● Short task
Can you transcribe the data exactly? Leave the pictures out.

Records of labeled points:

========

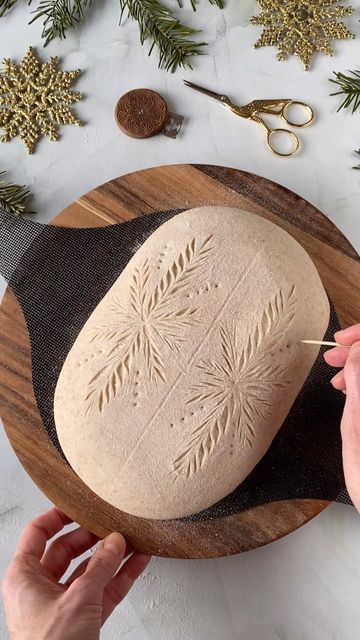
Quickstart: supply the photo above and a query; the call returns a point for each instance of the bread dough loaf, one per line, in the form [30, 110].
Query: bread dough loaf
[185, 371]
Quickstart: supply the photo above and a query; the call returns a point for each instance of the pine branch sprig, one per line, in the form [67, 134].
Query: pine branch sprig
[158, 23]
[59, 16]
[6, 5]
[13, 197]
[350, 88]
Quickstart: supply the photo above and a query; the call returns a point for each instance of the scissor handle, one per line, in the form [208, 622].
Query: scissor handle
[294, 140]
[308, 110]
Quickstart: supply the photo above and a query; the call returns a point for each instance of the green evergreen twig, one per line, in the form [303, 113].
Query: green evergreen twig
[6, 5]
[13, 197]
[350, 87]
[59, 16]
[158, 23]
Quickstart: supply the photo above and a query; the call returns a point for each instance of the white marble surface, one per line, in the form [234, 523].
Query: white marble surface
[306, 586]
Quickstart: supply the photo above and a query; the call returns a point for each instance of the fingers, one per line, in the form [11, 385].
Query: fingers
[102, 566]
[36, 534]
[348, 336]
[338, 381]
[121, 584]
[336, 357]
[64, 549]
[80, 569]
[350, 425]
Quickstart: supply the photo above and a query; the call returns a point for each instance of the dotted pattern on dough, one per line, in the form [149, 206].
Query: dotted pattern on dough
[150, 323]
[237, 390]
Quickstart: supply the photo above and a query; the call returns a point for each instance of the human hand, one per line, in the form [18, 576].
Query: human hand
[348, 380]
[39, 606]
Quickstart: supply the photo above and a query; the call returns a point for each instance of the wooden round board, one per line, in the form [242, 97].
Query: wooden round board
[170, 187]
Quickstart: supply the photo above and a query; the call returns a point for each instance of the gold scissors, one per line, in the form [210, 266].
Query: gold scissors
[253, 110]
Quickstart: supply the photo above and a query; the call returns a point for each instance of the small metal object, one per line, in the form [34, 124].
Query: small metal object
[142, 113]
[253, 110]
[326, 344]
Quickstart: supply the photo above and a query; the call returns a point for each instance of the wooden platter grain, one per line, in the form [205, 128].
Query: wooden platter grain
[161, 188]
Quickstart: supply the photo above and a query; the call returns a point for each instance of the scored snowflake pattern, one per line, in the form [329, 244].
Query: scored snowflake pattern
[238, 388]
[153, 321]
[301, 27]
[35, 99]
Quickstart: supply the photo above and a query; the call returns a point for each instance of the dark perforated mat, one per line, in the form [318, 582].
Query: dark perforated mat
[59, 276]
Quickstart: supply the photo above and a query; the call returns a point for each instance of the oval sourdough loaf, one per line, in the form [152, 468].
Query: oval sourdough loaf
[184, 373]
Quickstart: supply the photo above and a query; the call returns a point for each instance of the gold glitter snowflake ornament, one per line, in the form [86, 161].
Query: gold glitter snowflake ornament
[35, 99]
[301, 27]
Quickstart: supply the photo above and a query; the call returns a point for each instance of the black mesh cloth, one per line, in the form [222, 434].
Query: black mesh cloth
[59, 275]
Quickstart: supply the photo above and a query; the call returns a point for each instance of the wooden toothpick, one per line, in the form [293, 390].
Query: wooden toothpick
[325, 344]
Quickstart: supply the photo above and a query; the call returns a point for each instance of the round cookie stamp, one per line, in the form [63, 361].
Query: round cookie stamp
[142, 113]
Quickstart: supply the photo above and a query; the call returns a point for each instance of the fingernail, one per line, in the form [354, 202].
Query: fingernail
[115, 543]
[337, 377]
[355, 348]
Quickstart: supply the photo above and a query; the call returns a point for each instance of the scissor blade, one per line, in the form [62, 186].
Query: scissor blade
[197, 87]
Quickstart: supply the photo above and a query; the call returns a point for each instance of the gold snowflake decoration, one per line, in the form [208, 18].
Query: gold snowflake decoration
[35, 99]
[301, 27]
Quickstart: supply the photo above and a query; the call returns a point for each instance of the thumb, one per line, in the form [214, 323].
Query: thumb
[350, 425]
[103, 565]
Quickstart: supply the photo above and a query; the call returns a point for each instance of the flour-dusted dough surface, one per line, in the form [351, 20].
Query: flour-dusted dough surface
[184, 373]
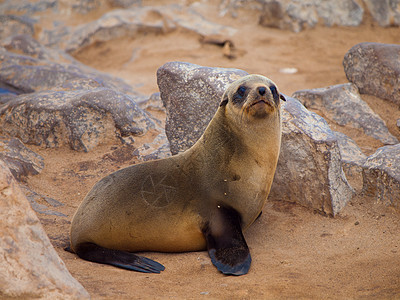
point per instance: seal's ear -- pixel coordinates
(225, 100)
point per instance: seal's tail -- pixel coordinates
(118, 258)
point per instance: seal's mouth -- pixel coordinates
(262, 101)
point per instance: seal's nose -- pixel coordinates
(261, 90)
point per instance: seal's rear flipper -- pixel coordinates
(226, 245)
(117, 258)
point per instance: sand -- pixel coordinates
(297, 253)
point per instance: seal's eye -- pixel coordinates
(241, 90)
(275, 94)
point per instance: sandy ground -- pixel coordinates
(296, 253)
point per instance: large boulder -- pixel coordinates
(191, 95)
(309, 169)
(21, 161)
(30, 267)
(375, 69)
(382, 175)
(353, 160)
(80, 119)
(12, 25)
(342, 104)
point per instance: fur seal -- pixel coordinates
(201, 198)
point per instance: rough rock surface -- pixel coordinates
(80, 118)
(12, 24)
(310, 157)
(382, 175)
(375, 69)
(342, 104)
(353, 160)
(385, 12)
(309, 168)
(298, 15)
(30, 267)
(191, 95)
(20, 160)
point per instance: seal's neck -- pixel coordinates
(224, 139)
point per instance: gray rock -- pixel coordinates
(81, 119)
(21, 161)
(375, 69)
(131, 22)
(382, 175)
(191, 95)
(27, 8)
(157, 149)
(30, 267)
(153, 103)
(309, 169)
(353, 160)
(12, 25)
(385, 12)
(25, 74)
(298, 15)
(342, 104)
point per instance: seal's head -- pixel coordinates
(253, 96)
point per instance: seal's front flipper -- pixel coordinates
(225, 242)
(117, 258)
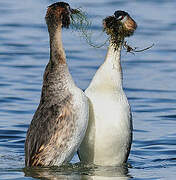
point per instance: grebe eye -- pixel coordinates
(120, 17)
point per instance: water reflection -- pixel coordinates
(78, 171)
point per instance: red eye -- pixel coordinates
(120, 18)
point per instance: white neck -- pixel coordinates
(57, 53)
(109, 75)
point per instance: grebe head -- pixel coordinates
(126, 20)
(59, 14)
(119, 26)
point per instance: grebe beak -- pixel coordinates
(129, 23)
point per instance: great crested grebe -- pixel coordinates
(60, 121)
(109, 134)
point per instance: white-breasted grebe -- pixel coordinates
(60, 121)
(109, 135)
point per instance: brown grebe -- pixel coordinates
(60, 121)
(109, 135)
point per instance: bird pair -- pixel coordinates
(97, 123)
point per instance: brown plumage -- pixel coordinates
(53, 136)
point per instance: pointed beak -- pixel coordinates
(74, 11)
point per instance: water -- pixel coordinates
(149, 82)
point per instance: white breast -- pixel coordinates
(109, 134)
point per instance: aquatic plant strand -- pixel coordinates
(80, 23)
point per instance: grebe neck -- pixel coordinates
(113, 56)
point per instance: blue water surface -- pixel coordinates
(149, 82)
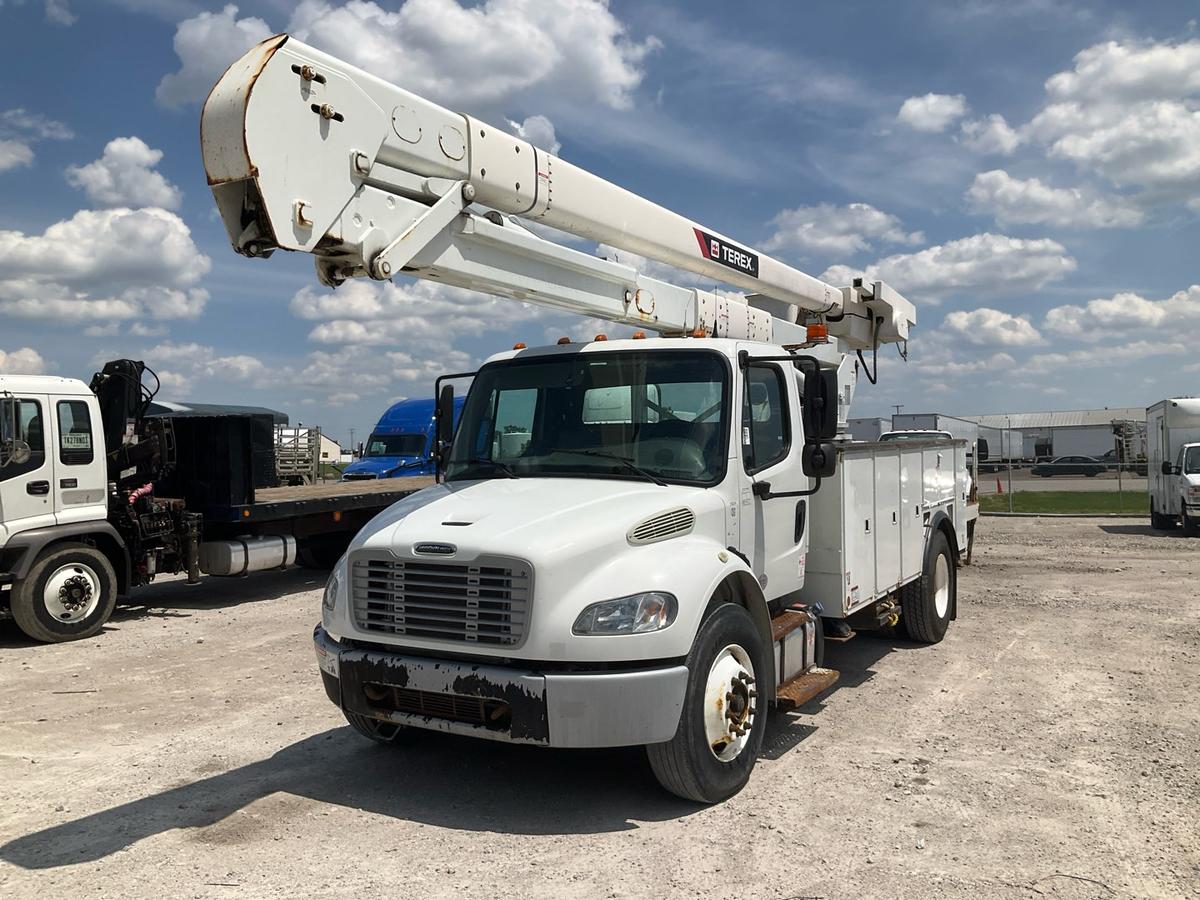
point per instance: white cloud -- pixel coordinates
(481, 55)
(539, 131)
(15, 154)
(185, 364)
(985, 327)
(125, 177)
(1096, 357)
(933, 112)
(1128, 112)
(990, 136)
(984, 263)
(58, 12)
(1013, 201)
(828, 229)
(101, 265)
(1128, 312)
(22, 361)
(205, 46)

========

● Task output
Quickstart: supply the photo above and a query; the call returns a point for each instance of the bread dough loaf, one per line, in the form [30, 110].
Query: bread dough loaf
[185, 371]
Quickstart: supply the photo above and a query; the call returns a point for each instance of the pine branch sprig, one per line, in the form [67, 134].
Query: pine branch sprig
[158, 23]
[59, 16]
[6, 5]
[13, 197]
[350, 88]
Quickstart: supply the photo above and a query; the call returns a point for each instance of the scissor handle, one per line, in the form [208, 622].
Query: scissor handle
[294, 140]
[308, 110]
Quickstart: supply the photo above and a query; the call returns a point for each instance of the green evergreen twig, one per line, in the form [303, 113].
Query: green evergreen twig
[6, 5]
[13, 197]
[350, 87]
[59, 16]
[158, 23]
Quickstart: supply the photo above and a query; the call returns a point for each instance of the white marble surface, one per line, in the form [234, 523].
Query: white marble surface
[306, 586]
Quickstart: supply the photo above and a query; the call returns a point for each instance of the fingers, one per line, in the form [11, 385].
Query: fingers
[102, 566]
[36, 534]
[348, 336]
[338, 381]
[121, 584]
[336, 357]
[64, 549]
[80, 569]
[350, 425]
Quickstart: supply the photo above and a query; the call returns a point for each instance of the dotted pattern on dough, one per line, in the form [149, 206].
Query: dotted pattern on dough
[150, 323]
[237, 390]
Quickstart: supply the photo above and a query; the call returns a point for each instance of the human hand, one per line, in the form [18, 576].
Query: human hand
[348, 380]
[39, 606]
Quickstart: supply the photo above and a query; the call returns a point for each instance of the wooden round board, one per line, in the form [242, 97].
Query: wooden round board
[170, 187]
Quickstart: supply the photo above and a query; the call returns a point for each instance of the gold scissors, one per line, in the form [210, 266].
Query: gold scissors
[253, 110]
Quickstart: supply the photo above and a query; the call returns a point for each instance of the small metal object, one per line, in the form [34, 124].
Query: small metal object
[142, 113]
[253, 110]
[326, 344]
Quickstart: supply the photo above and a query; the call returns a point for each instance of the wooden platter grain, one per line, in the form [205, 128].
Query: wooden platter grain
[161, 188]
Quickstart: supply the photo above and a query; the call returns a point for each instance of the scored snowflake pattern, one per line, in the form [329, 244].
Query: scored snowflake pattern
[238, 388]
[153, 321]
[301, 27]
[35, 99]
Quickstart: supply the photo above and a query; the call returns a point for each instance of the dark perforated mat, one per line, in the form [318, 582].
Query: dark perforated mat
[59, 276]
Quickstart: supply the photo above and a query; the call returns a point for each instance of the oval sourdough loaf, one per line, in the form [152, 468].
Query: oval sourdough loaf
[184, 373]
Quickstart: supply the photo above and a query; the call returns a point for each instance of the gold glitter snowflake ornament, one per line, in the form [86, 161].
Query: gold glitter snowflake ornament
[35, 99]
[301, 27]
Quickstart: supply the photo above and a query; the call returns a point for each instance of the black mesh cloth, one per line, in the form [222, 434].
Query: black mesh cloth
[59, 275]
Quickstart: supply the photo above and a query; the call returns a point for each instance of the wooden toothpick, one per line, in the form [293, 390].
Query: wooden toothpick
[325, 344]
Quickstart: supply the photo above and a query; the call returns a point for each instance of the round cookie stamp, one per line, in the form [63, 361].
Query: round cookie stamp
[142, 113]
Quickstart: supply the photo above and a query; the call returns a point for each instance of the fingernail, one per line, in the form [354, 202].
Query: fingernail
[115, 543]
[337, 377]
[355, 348]
Quickstart: supply the photo above and a query; the call returns a point for each instance of the scissor blade, one per line, in the form [62, 186].
Query: scissor blade
[197, 87]
Quickstart: supply the photo above and a query; the call returns a point for each instance of the gold snowflake decoration, one per line, in the form [208, 18].
Query: gold snowflake decoration
[35, 99]
[301, 27]
Quickstart: supply the photo above and a query; the call returns a point for each instance of the thumb, one per line, in the form [214, 323].
Query: thumb
[350, 425]
[103, 565]
Quickstart: supply the photo above and a query; the call returns a point for each instance of the flour-dusted dough surface, one per line, in the form [351, 20].
Query: flour-dusted dough surface
[184, 373]
point per instance: seal's ear -- pixel coordinates
(225, 100)
point per instance: seal's tail -- pixel coordinates
(118, 258)
point per instance: seal's mouth -- pixel coordinates
(262, 101)
point per instance: seal's nose -- pixel coordinates
(261, 90)
point per instance: seal's rear flipper -- pixel coordinates
(226, 245)
(117, 258)
point per instance: sand -- pixel coordinates
(297, 253)
point per instance: seal's eye -- pixel coordinates
(241, 90)
(275, 94)
point per instance: sandy ground -- pixel coordinates
(296, 253)
point per instance: large boulder -- pixel coordinates
(191, 95)
(309, 169)
(21, 161)
(30, 267)
(375, 69)
(382, 175)
(353, 160)
(80, 119)
(12, 25)
(342, 104)
point per instance: fur seal -- pixel coordinates
(201, 198)
point per instance: rough rock surface -- pixel coordinates
(80, 118)
(12, 24)
(310, 157)
(382, 175)
(375, 69)
(342, 104)
(353, 160)
(385, 12)
(309, 168)
(298, 15)
(30, 267)
(191, 95)
(20, 160)
point per instance: seal's neck -- pixel coordinates
(224, 139)
point per instance: gray rock -- pixel coordinates
(81, 119)
(21, 161)
(375, 69)
(131, 22)
(382, 175)
(191, 95)
(27, 8)
(157, 149)
(30, 267)
(153, 103)
(309, 169)
(353, 160)
(12, 25)
(385, 12)
(25, 74)
(298, 15)
(342, 104)
point per instance: seal's head -- pixel coordinates
(253, 96)
point per instance: seal's front flipper -- pixel coordinates
(225, 242)
(117, 258)
point per instance: grebe eye -- pixel coordinates
(120, 17)
point per instance: water reflection -- pixel coordinates
(78, 171)
point per instance: red eye -- pixel coordinates
(120, 18)
point per instance: white neck -- pixel coordinates
(57, 53)
(109, 75)
point per instance: grebe head -- pixel coordinates
(126, 20)
(59, 14)
(119, 26)
point per instance: grebe beak -- pixel coordinates
(129, 23)
point per instance: great crested grebe -- pixel coordinates
(60, 121)
(109, 134)
point per instance: white-breasted grebe -- pixel coordinates
(60, 121)
(109, 135)
point per instance: brown grebe -- pixel coordinates
(60, 121)
(109, 135)
point per instance: bird pair -- pixel coordinates
(97, 123)
point per instance: brown plumage -- pixel coordinates
(53, 136)
point per instance: pointed beak -- pixel coordinates
(74, 11)
point per instance: water -- pixel coordinates
(149, 82)
point per instance: white breast -- pixel coordinates
(109, 134)
point per instance: aquatic plant strand -- pixel coordinates
(80, 23)
point per instance: grebe neck -- pixel coordinates
(113, 56)
point per instance: blue water surface -- pixel coordinates
(149, 82)
point per instance: white cloud -- pixel coordinates
(481, 55)
(539, 131)
(15, 154)
(185, 364)
(985, 327)
(125, 177)
(1096, 357)
(933, 112)
(1128, 112)
(990, 136)
(984, 263)
(58, 12)
(1013, 201)
(828, 229)
(101, 265)
(1128, 312)
(22, 361)
(205, 46)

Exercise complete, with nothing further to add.